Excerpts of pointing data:
.....

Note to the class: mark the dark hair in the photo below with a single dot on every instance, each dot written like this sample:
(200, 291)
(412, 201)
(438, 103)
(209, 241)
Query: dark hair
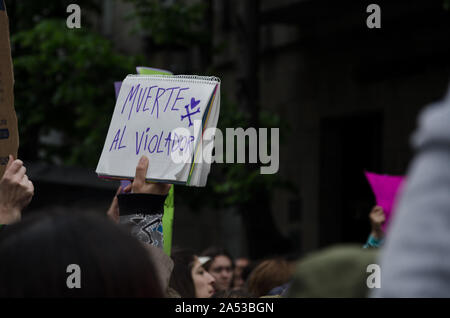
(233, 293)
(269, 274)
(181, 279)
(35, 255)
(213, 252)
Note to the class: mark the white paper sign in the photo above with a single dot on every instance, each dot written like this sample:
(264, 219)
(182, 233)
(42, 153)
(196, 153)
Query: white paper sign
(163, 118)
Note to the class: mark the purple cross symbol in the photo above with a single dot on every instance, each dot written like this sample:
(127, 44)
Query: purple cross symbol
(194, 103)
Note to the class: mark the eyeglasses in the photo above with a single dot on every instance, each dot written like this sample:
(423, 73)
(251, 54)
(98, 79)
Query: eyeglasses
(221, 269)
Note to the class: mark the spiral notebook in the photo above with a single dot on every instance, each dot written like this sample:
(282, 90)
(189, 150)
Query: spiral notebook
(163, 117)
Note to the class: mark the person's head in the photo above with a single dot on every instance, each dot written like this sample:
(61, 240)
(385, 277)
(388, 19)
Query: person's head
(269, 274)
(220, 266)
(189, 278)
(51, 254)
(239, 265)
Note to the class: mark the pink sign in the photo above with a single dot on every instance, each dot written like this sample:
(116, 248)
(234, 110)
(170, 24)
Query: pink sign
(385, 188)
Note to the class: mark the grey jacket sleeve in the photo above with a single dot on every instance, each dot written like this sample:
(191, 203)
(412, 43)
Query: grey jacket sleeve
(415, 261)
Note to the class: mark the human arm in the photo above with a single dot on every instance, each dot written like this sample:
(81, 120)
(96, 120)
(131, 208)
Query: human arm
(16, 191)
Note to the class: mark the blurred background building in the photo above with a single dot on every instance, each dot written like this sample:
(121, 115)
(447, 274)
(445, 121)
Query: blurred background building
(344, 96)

.....

**Problem to solve**
Render the rows above as a JSON list of strings, one string per line. Start at the line containing "Note to the class: mark the person's", end with the final line of the rows, and leave out blank lines.

**Solution to the exercise**
[
  "Note to the class: mark the person's head in the photo above with a single dot on every instance, each dot written like this sample:",
  "(61, 240)",
  "(385, 277)",
  "(388, 19)",
  "Query: person's head",
  "(269, 274)",
  "(220, 266)",
  "(189, 278)",
  "(51, 254)",
  "(239, 265)",
  "Note to the class: mark the pink sign in the photo above with a single dot on every instance, each dot written like this sample:",
  "(116, 248)",
  "(234, 110)",
  "(170, 24)",
  "Query: pink sign",
  "(385, 188)",
  "Note to the class: mark the grey jacket sleeve in the photo above with a single dot on every instance, each dot written like this sample:",
  "(191, 203)",
  "(412, 43)",
  "Query: grey jacket sleeve",
  "(415, 261)",
  "Note to the class: mark the human arm in the photo above with a single dot on every instance, each dot written like this sample:",
  "(81, 120)",
  "(96, 120)",
  "(131, 208)",
  "Query: human arm",
  "(16, 191)",
  "Note to the class: mark the blurred background building in the photo above with a single dot on every instance, each dot written like this sample:",
  "(121, 115)",
  "(447, 274)",
  "(445, 121)",
  "Query: blurred background building",
  "(344, 96)"
]